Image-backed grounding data
____________________

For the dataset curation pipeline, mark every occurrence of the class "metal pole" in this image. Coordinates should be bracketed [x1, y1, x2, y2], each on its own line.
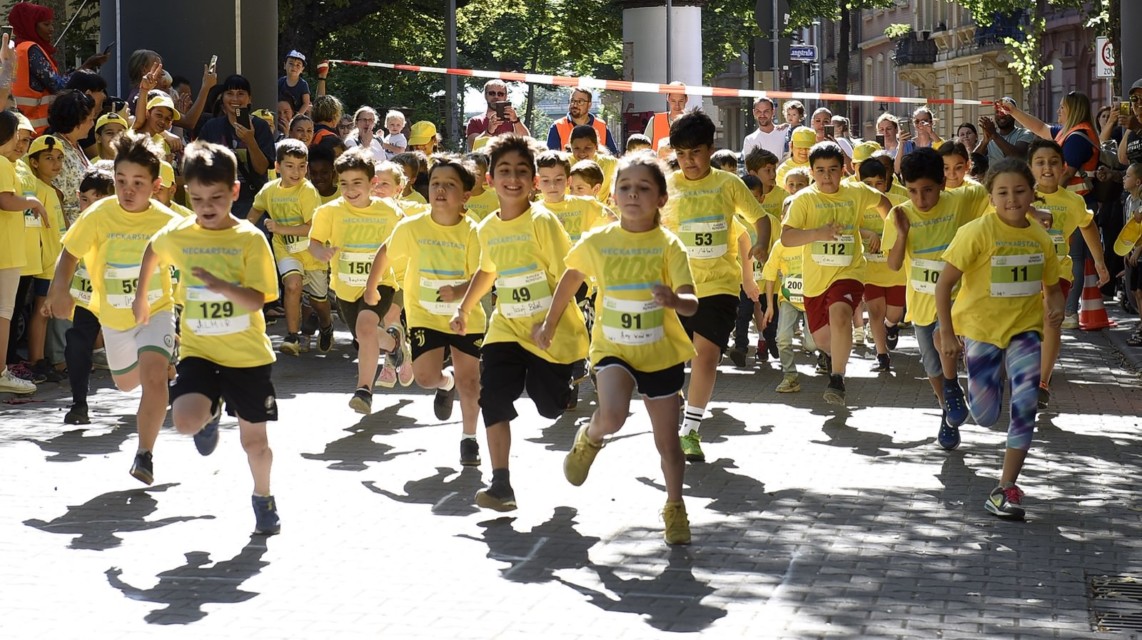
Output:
[446, 0, 458, 149]
[772, 0, 779, 89]
[665, 0, 672, 83]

____________________

▸ Task statement:
Please repeat the entries exactly. Do not include the pictures.

▸ Exercise output:
For the dataset curation pipeline, mark every occurrence of the class "metal pole" in this image. Coordinates should be bracketed [x1, y1, x2, y2], each on its own line.
Output:
[446, 0, 458, 149]
[772, 0, 779, 89]
[665, 0, 672, 83]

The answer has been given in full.